▸ Your task
Please reproduce the items below, swapping "black boot" for "brown boot" and leaving everything else unchanged.
---------- Provided records ----------
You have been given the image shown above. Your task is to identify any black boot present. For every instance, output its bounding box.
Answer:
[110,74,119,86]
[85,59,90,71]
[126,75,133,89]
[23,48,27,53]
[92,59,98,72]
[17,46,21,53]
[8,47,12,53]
----------
▸ Reply
You have been given the image shown above. Your task is to identify any brown boot present. For every instance, output its bounding box.
Answer:
[110,74,119,86]
[85,59,90,71]
[126,75,133,89]
[23,48,27,53]
[92,59,98,72]
[17,46,21,53]
[8,47,12,53]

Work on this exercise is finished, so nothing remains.